* **TASKS TO COMPLETE**
- A) Decide whether each statement agrees with the conference summary below. Answer yes or no for each, and quote the exact words of the summary that settle it.
(i) The conference was held in Krakow on September 11-13, 2024.
(ii) Chad Hart based his analysis only on data from GitHub repositories.
(iii) The Day 0 speakers dinner took place at a hotel.
- B) Duplicate the stretch of the conference summary below from "A WebRTC Developer’s" through "It was accepted!", word for word.

A WebRTC Developer’s Take on RTC.ON 2024

When I attended the CommCon London conference earlier this year, one of the speakers, Michał Śledź, invited us to join the RTC.ON 2024 conference. It was organized by his company, Software Mansion, and was going to happen in Krakow on September 11-13, 2024.

A few days after returning home, I sent a proposal to be a speaker at the conference. It was accepted!

A couple months later, I arrived in Krakow!

Here is my summary of the talks I saw at the conference. Most were about WebRTC, but there were others about AI, Media over QUIC (MoQ) and integrations of Elixir WebRTC and Membrane. The videos are available on Software Mansion’s RTC.ON 2024 YouTube playlist.

Day 0

The first day consisted of a speakers evening event in the Software Mansion headquarters, where we had dinner with most of the speakers and some of the Software Mansion employees as well. This was a great opportunity to meet everyone and talk about all kinds of topics.

I also finally had the pleasure to meet Arin Sime, CEO and Founder of WebRTC.ventures, in person! You can read his post about the conference and watch the WebRTC Live episode that he broadcasted live from the event, where he interviewed myself and a few other presenters.

Arin Sime, CEO and Founder of WebRTC.ventures, interviewing Violina Popova of ClipMyHorse.TV for WebRTC Live.

Day 1

This was the first day of the conferences. It started in the morning, at the organizers office. They welcomed us with breakfast and then Maciej Rys, the chairman of the conference, gave an initial speech and introduced the first speaker, Chad Hart (RingCentral), which you may know from webrtcHacks.

WebRTC Developer Dynamics – An Open Source Analysis

In this presentation, Chad talked about the past and current trend of WebRTC and related topics, like MoQ, WHIP, WHEP and WebCodecs and analyzed the data he collected from stackoverflow threads and messages, github repositories and others. Spoiler alert, it seems WebRTC is doing more than fine!

The next speaker was Lorenzo Miniero from Meetecho (Janus).

WebRTC and QUIC: how hard can it be?

Lorenzo dived into the QUIC, RoQ (RTP over QUIC) and MoQ (Media over QUIC) protocols and explained the process he went through to test the use of RoQ and MoQ. He worked in some proof-of-concept projects, starting from a basic approach, then using RTP over QUIC (RoQ) and finally being able to send media over QUIC (MoQ). He had a Janus server receiving traffic from a RoQ client and sending it to a WebRTC client, and the other way around, i.e. receiving traffic from a WebRTC client and sending it to a RoQ client. Then he did the same but with a MoQ client instead. It was a really interesting topic since the rise of QUIC and MoQ concepts, and not the only talk about it in this conference.

* **DATA FOR REVIEW**

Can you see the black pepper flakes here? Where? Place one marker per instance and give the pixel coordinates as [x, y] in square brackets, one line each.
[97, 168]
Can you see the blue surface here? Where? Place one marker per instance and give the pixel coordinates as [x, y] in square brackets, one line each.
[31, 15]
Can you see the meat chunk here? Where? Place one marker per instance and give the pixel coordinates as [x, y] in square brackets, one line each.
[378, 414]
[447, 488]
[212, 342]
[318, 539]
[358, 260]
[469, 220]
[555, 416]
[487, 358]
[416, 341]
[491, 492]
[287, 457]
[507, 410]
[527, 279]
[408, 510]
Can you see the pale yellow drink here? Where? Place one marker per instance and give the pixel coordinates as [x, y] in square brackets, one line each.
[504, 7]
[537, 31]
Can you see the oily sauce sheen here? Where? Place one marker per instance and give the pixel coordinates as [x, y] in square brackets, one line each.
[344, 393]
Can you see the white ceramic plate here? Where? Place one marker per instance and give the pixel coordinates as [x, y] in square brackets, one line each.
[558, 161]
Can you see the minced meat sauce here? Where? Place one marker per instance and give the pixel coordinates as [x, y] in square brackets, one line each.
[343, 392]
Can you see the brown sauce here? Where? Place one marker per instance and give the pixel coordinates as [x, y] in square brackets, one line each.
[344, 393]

* **TASK-BY-TASK SOLUTIONS**
- A)
(i) Yes: "was going to happen in Krakow on September 11-13, 2024"
(ii) No: "analyzed the data he collected from stackoverflow threads and messages, github repositories and others"
(iii) No: "a speakers evening event in the Software Mansion headquarters"

- B)
A WebRTC Developer’s Take on RTC.ON 2024

When I attended the CommCon London conference earlier this year, one of the speakers, Michał Śledź, invited us to join the RTC.ON 2024 conference. It was organized by his company, Software Mansion, and was going to happen in Krakow on September 11-13, 2024.

A few days after returning home, I sent a proposal to be a speaker at the conference. It was accepted!